:: Textabschnitt

# kernelproblem mit p2mmx@200mhz

## nobody_g

ich will auf nem altem p2 nen kleinen webserver zum basteln installieren.

beim installieren scheitere ich immer wieder am ersten chroot in die neue umgeben. sowohl mit der install cd 2007.0, 2006.1 und zu guter letzt hab ich auch knoppix (3.8.1 glaube ich, auf jeden nen 2.6er x86 kernel) versucht. immer kam ne illigal instruktion.

ich war immer davon ausgegeangen das ein p2mmx mit den i686 befehlssätzen klarkommt und hab dahingehend die architektur auch in die make.config eigertagen. (auch wenn das an der stelle ja noch keine auswirkung haben sollte)

würde das nicht heißen das auf der install (bzw knoppix)-cd irgend eine nicht i686 kompatieble operation verwendet wird?

weiß jemand abhilfe und/oder kann mir sagen wo eventuell mein denkfehler ist?

mfg nobody

----------

## musv

Ich kann Dir schon mal sagen, daß es nicht am i686 liegen sollte, denn ich hatte einige Zeit lang Gentoo auf einem P2-400 laufen.

Wie siehts mit den anderen Einstellungen aus, z.B. march?

Bei den Use-Flags darfst du kein sse und sse2 setzen.

----------

## nobody_g

ich kann nicht mehr genau sagen was ich alles eingestellt habe (versuche das grad nochmal von nem debian system ausgehend)

aber auf alle fälle hab ich nichts eingeschaltet was ein p2 nicht können sollte (kein ssl und so).

außerdem sollte beim chroot das ja noch gar keine rolle spielen was dann in den compileranweisungen steht.

::::

Aufgaben ▸
A. Welche Use-Flags darf man laut musv im Forenthread nicht setzen?
B. Gib aus dem Forenthread den Teil zwischen "Ich kann Dir" und "debian system ausgehend)" einschließlich beider Stellen wortgetreu aus.
C. Fasse im Forenthread den Absatz, der mit „beim installieren scheitere ich immer wieder“ beginnt, als kurze Liste zusammen und behalte dabei seine wesentlichen Angaben.

:: Extrahierte Daten

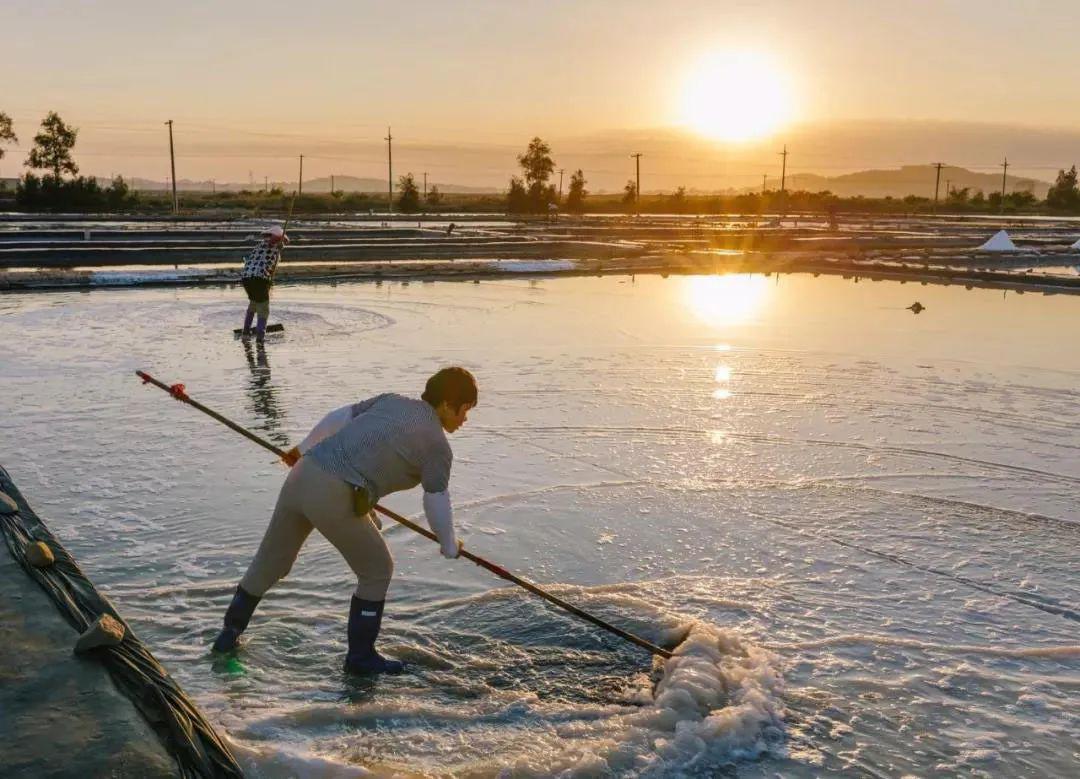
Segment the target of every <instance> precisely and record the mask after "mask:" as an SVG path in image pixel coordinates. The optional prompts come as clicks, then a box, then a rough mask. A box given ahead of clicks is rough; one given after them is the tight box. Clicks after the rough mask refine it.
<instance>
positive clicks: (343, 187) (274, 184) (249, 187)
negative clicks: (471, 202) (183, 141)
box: [129, 176, 496, 193]
mask: <svg viewBox="0 0 1080 779" xmlns="http://www.w3.org/2000/svg"><path fill="white" fill-rule="evenodd" d="M129 184H131V185H132V186H134V187H135V189H139V190H162V191H164V190H166V189H168V187H170V186H171V185H168V184H167V183H166V182H156V180H152V179H149V178H138V177H136V178H134V179H132V180H130V182H129ZM416 184H417V186H418V187H420V188H421V189H422V188H423V178H422V177H420V178H418V179H417V183H416ZM264 186H267V187H270V188H273V187H281V188H282V189H284V190H285V191H286V192H292V191H293V190H294V189H296V182H272V180H268V182H265V183H264V182H256V183H255V184H254V185H253V184H237V183H235V182H217V183H211V182H192V180H190V179H188V178H181V179H179V180H178V182H177V183H176V189H177V190H178V191H181V192H208V191H211V190H212V189H216V190H217V191H219V192H239V191H240V190H242V189H247V190H253V189H254V190H258V189H262V187H264ZM431 187H438V191H440V192H444V193H447V192H474V193H484V192H494V191H496V190H495V188H492V187H465V186H463V185H460V184H446V183H444V182H433V180H431V179H429V180H428V188H429V189H430V188H431ZM334 188H335V189H337V190H339V191H345V192H380V193H381V192H386V191H387V179H384V178H361V177H357V176H334ZM396 190H397V182H396V180H395V182H394V191H396ZM303 191H305V192H328V191H330V179H329V176H324V177H320V178H312V179H310V180H309V179H305V182H303Z"/></svg>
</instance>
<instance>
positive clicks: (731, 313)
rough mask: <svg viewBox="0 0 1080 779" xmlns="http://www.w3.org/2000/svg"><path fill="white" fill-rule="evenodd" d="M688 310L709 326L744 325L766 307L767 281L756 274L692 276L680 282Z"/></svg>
mask: <svg viewBox="0 0 1080 779" xmlns="http://www.w3.org/2000/svg"><path fill="white" fill-rule="evenodd" d="M683 284H684V287H683V297H684V300H685V303H686V306H687V308H688V309H689V310H690V312H691V313H693V315H694V317H697V318H698V319H699V320H701V321H702V322H704V323H705V324H708V325H712V326H721V325H732V324H744V323H745V322H747V321H750V320H752V319H753V318H754V317H755V315H756V314H757V313H758V312H759V311H760V309H761V308H762V306H764V305H765V301H766V298H767V296H768V294H769V290H771V288H772V287H771V286H770V285H769V282H768V280H767V279H766V278H765V277H764V276H761V274H759V273H729V274H725V276H692V277H687V278H685V279H684V280H683Z"/></svg>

::::

Nummerierte Antworten ▸
A. sse und sse2

B.
Ich kann Dir schon mal sagen, daß es nicht am i686 liegen sollte, denn ich hatte einige Zeit lang Gentoo auf einem P2-400 laufen.

Wie siehts mit den anderen Einstellungen aus, z.B. march?

Bei den Use-Flags darfst du kein sse und sse2 setzen.

----------

## nobody_g

ich kann nicht mehr genau sagen was ich alles eingestellt habe (versuche das grad nochmal von nem debian system ausgehend)

C.
- Die Installation scheitert jedes Mal beim ersten chroot in die neue Umgebung.
- Versucht wurde es mit den Install-CDs 2007.0 und 2006.1 sowie mit Knoppix (vermutlich 3.8.1, in jedem Fall mit einem 2.6er x86-Kernel).
- Jedes Mal kam eine Illegal Instruction.